» **Written problem**
Name every distinct throughput figure (in GB/s or MB/s) in the Swift mailing-list post below, each only once.

» **Extract provided**
## BEGIN
[Swift-devel] several alternatives to design the data management system for Swift on SuperComputers
Ioan Raicu
iraicu at cs.uchicago.edu
Mon Dec 1 16:33:33 CST 2008
Hi,
I can see option (1) working as long as there is 1 Swift client and 1
Falkon service. For example, our current deployment on the BG/P would
not work, as we have 1 Swift to *many *Falkon services. Now, even the
1-1 Swift-Falkon ratio won't work today, as the Falkon provider is not
data-aware yet... but could be updated, maybe a few days of coding and
testing; the harder part (IMO) will be making sure that the Swift data
management doesn't interfere with the Falkon data management, and vice
versa.
Option (3) and (4), we have discussed before. The trick with these are
making things general and transparent enough that it works, and works
well. Getting a Torus aggregate throughput to exceed 8GB/s shouldn't be
that hard, with probably a fraction of the machine (several racks). Any
word on the latest numbers of the improved GPFS, which is supposed to
upgrade the number of servers from 8 or 16 up to 100+? With linear
scalability, that would mean 80GB/s, the peak of the SAN throughputs I
saw a while back in some slides from an ALCF talk. For us to get 80GB/s
using CIO, we'd need 2MB/s per node. I bet we can easily achieve that,
but it would probably be at the larger scales of 10s of racks. I recall
getting 100MB/s+ per node, right? This would give us a theoretical
upper bound of 4000GB/s, so in theory, there is plenty of room between
80GB/s and 4000GB/s. I bet in practice, we'd only get a small fraction
of that 4000GB/s, but it would be interesting how much we can really get
without thinking of the network topology, and also how far we can get if
we do take the network topology into consideration.
## END
» **Source data**
## BEGIN
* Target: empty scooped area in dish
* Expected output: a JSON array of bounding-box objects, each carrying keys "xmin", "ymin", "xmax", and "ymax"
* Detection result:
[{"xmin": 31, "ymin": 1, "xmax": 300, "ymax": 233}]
## END
» **Written response**
- 8GB/s
- 80GB/s
- 2MB/s
- 100MB/s+
- 4000GB/s